- Information shown
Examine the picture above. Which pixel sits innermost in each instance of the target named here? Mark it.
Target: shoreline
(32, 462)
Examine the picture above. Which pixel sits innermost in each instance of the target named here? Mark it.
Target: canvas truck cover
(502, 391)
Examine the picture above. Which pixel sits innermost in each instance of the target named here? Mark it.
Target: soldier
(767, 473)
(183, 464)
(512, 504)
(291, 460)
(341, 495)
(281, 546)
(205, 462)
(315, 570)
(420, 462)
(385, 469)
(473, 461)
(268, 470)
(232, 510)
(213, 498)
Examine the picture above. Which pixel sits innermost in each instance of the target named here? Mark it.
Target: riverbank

==

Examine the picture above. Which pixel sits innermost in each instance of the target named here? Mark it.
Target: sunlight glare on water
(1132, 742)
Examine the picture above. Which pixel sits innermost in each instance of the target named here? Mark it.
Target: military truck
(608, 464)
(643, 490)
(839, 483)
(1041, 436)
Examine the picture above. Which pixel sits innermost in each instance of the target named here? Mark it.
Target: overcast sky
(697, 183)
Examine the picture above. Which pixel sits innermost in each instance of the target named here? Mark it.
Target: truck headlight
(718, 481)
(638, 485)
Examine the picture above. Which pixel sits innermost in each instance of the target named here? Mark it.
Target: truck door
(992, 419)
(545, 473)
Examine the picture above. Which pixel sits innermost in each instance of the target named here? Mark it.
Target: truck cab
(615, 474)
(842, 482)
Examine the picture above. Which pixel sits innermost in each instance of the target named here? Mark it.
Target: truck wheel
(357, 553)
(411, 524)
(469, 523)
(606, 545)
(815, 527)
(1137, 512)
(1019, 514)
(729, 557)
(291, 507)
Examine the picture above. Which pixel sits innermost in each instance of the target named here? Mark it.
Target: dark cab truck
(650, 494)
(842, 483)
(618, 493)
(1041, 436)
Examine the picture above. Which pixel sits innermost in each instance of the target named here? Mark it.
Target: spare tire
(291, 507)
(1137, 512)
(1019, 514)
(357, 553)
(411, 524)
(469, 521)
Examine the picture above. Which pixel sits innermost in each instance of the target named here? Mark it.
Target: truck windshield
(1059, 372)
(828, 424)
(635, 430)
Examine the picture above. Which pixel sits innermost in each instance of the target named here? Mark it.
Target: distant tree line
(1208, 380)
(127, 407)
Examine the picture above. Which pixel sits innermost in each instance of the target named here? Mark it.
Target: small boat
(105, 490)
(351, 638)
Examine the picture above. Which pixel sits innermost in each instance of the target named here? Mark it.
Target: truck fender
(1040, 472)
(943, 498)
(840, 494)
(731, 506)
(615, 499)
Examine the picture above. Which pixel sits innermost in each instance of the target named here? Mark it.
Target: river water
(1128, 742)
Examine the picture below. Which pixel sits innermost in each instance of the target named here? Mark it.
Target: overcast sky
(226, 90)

- Problem to solve
Please find each line in the items above that contains the word "truck" and copy it out. Case counts.

- Response to the exercise
Target: canvas truck cover
Target: military truck
Target: truck headlight
Target: truck door
Target: truck cab
Target: truck wheel
Target: dark cab truck
Target: truck windshield
Target: truck fender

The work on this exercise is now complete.